• [Task]
Can you rewrite the passage of the article on histogram breaks below, starting with "Before proceeding, let’s" and going on through "the bin’s range.", with "column" in place of "bar" wherever it occurs?

• [Document extract]
Histograms are one of the most common graphical methods for understanding the distribution of a dataset. In R, the primary function used to generate a histogram is the `hist()`

function. While R’s default settings often produce useful visualizations, many tasks require more finely-tuned specifications. One critical parameter that can significantly influence the interpretability of a histogram is the “breaks” parameter, which determines the boundaries of the bins that form the histogram. In this article, we will dive deep into understanding how to specify histogram breaks in R and how it influences our data visualization.

## Basics of Histograms

Before proceeding, let’s quickly recap the concept of histograms. A histogram is a graphical representation of a variable’s distribution. It’s created by partitioning the range of the data into bins or intervals and then counting how many data points fall into each bin. The bins are usually specified as consecutive and non-overlapping intervals. Each bin is plotted as a bar, where the height of the bar corresponds to the frequency of data points that fall within the bin’s range.

• [Entries supplied]
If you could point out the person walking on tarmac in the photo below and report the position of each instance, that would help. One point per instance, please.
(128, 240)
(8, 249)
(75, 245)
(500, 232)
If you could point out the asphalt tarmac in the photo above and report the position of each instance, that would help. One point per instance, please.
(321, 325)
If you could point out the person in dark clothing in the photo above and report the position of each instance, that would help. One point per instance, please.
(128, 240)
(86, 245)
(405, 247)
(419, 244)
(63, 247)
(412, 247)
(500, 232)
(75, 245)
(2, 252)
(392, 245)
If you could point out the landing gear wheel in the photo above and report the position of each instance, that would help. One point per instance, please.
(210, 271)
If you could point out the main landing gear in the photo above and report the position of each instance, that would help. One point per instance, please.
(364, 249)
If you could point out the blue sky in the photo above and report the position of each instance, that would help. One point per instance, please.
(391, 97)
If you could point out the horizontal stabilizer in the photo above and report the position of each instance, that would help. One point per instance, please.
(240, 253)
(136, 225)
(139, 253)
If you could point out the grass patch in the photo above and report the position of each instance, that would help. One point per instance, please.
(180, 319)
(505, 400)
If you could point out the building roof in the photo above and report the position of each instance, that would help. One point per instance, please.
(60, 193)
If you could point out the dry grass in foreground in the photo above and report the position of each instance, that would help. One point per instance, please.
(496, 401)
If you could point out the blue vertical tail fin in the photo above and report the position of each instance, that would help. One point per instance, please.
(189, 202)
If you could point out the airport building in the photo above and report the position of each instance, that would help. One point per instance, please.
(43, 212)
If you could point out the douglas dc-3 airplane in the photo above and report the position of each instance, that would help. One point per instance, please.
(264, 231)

• [Right answer]
Before proceeding, let’s quickly recap the concept of histograms. A histogram is a graphical representation of a variable’s distribution. It’s created by partitioning the range of the data into bins or intervals and then counting how many data points fall into each bin. The bins are usually specified as consecutive and non-overlapping intervals. Each bin is plotted as a column, where the height of the column corresponds to the frequency of data points that fall within the bin’s range.